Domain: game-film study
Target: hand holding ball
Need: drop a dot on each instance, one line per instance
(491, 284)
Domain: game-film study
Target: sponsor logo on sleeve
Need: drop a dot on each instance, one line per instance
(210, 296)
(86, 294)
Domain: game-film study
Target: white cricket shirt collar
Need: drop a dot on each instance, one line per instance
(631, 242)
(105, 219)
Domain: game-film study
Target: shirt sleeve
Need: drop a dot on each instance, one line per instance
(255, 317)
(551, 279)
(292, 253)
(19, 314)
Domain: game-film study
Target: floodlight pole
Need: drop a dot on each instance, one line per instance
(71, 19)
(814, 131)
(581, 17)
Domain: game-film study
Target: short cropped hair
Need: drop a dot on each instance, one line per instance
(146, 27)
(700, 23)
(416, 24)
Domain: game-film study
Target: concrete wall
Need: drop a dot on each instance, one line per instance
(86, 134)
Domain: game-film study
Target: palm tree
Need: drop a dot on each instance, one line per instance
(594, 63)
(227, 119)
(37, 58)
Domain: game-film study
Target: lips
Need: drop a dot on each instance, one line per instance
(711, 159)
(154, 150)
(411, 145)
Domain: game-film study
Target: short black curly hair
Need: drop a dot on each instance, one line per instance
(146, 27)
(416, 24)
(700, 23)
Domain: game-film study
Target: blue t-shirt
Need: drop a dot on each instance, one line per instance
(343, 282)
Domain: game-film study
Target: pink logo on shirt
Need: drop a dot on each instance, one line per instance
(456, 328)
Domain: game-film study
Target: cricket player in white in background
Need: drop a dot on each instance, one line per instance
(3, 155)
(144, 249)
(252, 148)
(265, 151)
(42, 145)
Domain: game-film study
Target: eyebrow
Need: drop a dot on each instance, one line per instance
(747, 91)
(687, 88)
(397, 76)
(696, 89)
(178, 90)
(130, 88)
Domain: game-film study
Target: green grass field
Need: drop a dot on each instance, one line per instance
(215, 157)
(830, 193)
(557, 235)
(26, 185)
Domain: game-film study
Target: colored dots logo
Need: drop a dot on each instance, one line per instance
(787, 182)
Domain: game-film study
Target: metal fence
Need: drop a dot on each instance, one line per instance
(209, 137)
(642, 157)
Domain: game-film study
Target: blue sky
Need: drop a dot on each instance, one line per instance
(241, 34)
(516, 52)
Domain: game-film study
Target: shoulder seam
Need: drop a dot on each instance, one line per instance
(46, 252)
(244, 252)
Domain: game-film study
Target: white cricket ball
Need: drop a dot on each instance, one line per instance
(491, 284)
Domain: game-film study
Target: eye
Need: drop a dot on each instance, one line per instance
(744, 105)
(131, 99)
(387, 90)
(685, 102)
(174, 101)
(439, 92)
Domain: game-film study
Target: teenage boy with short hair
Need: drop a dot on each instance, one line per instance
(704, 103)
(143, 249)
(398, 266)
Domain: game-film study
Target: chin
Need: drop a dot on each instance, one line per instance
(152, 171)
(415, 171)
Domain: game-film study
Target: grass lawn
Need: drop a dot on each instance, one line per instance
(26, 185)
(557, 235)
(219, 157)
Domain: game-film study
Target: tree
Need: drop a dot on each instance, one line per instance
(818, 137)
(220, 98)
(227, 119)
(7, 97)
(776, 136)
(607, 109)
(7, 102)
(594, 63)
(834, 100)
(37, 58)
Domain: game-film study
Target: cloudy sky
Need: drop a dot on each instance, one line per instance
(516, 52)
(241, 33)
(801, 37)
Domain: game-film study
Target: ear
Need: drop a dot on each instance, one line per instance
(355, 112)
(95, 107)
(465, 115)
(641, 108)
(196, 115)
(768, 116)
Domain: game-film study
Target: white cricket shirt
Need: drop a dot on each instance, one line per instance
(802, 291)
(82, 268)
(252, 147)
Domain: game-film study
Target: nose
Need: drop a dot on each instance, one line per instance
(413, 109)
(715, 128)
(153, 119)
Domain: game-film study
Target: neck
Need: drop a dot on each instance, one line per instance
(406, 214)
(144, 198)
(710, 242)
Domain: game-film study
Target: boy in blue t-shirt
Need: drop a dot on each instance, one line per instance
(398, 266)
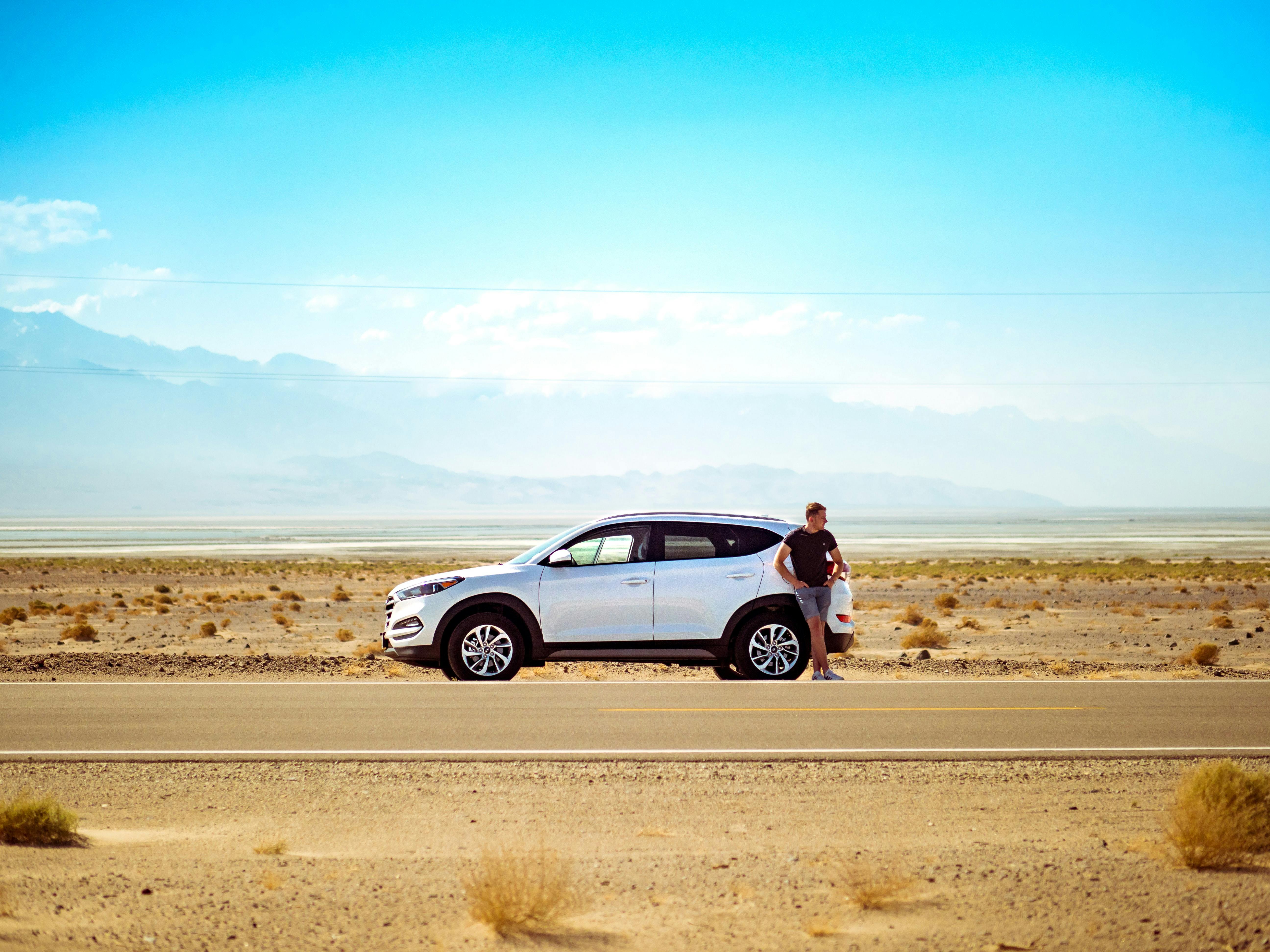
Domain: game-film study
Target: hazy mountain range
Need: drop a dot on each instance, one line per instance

= = = =

▶ **AIM OF THE TASK**: The data above should be repeated exactly, minus any pictures.

▶ **COMPLETED EXERCISE**:
Domain: game-film study
Target: hand holding ball
Need: drop a dot on each instance, one line per instance
(491, 284)
Domain: game-film study
Target: sponsor logo on sleeve
Need: drop a dot on each instance, one line per instance
(210, 296)
(86, 294)
Domain: game-film study
Target: white cricket shirt collar
Need: drop a dot on each instance, one line per instance
(631, 242)
(105, 219)
Domain: game-film study
Target: shirt sleeve
Need: drop a dot on each instance, one line per instance
(255, 317)
(551, 279)
(292, 253)
(19, 314)
Domain: game-film study
Target: floodlight pole
Need: drop a dot on each instance, one line per instance
(71, 19)
(814, 131)
(581, 17)
Domain: game-film study
Target: short cropped hair
Need: drop a dot on each instance, one line per instance
(146, 27)
(700, 23)
(416, 24)
Domain: game-film study
Target: concrete wall
Need: drop a dot on each instance, one line per instance
(86, 134)
Domain: game-film study
Target: palm tree
Need: drop a dot on each instance, one line per instance
(594, 63)
(227, 119)
(37, 58)
Domain: game-film study
Target: lips
Need: drop a dot on each instance, one line per instance
(711, 159)
(154, 150)
(411, 145)
Domain: game-film study
Target: short black curly hair
Need: drop a dot on each instance, one line per instance
(146, 27)
(416, 24)
(700, 23)
Domain: game-film study
Target: blue t-shirt
Need: drop a dot on each instance, one line per instance
(343, 282)
Domain: game-film study
Target: pink logo on shirt
Need: drop a dot on each instance, one line per instance
(456, 328)
Domain: game-film study
Target: cricket player in white in background
Need: drop a dot on each instance, one line per instance
(3, 155)
(144, 249)
(252, 148)
(265, 151)
(42, 145)
Domain: game-film study
Target: eyebrow
Need: drop a dot on each instance, one line per instance
(747, 91)
(687, 88)
(397, 76)
(696, 89)
(178, 90)
(130, 88)
Domain: game-film study
Target: green grass field
Need: drop a dot on each instance, one line per instance
(215, 157)
(830, 193)
(557, 235)
(26, 185)
Domain: game-film study
Target: colored dots logo
Need: drop a dot on each instance, one line per instance
(787, 182)
Domain: game-film study
Target: metal fence
Need: drop a dot on each instance, one line per instance
(209, 137)
(642, 157)
Domain: game-film study
Target: blue sky
Need: drop a dot on each instance, one line per instance
(241, 34)
(516, 52)
Domain: game-film study
Target: shoulder seam
Need: drop a dot on each instance, one line per instance
(46, 252)
(244, 252)
Domain: game-film study
Target: white cricket ball
Need: drop a dot on each instance, one line per instance
(491, 284)
Domain: game-film study
Target: eye
Need: drop a dot on each instance, one line per instance
(744, 105)
(131, 99)
(387, 90)
(685, 102)
(174, 101)
(439, 92)
Domain: game-film study
Target: teenage boy with short hair
Need: drop a dot on each instance, one line per instance
(704, 103)
(143, 249)
(398, 266)
Domain: game-film study
Target: chin
Need: drop a dot on each instance, one line per instance
(152, 171)
(415, 171)
Domain: game-film study
Target: grass lawn
Need: drop a dot on each instance, one line per instance
(26, 185)
(557, 235)
(219, 157)
Domain: game-film study
Target: tree
Need: drop a dot on each instance, one line per instance
(818, 137)
(220, 98)
(227, 119)
(7, 97)
(776, 136)
(607, 109)
(7, 102)
(594, 63)
(834, 100)
(37, 58)
Domain: game-film study
Target: cloudy sky
Need: drop a dot on each instance, one line per instance
(516, 52)
(241, 33)
(801, 37)
Domain: game-film study
Target: ear
Need: drop a dot on each instance, one line per instance
(355, 112)
(95, 107)
(465, 115)
(641, 108)
(196, 115)
(768, 116)
Domain: game-film study
Target: white cricket shirt
Need: drop a dot on each instance, one line per instance
(802, 291)
(82, 268)
(252, 147)
Domain: game-film study
Target: nose
Need: drop a dot on each instance, one line per instance
(413, 109)
(715, 128)
(153, 119)
Domain: game-film study
Target: neck
Need: drop a dot on each instance, one line per instance
(406, 214)
(144, 198)
(710, 242)
Domain: game-film study
Target: boy in blue t-shirt
Need: drop a dot on each instance, one line per instance
(398, 266)
Domain: game-film study
Target: hazy mountain range
Need: drop a dot on each instance, one line per instance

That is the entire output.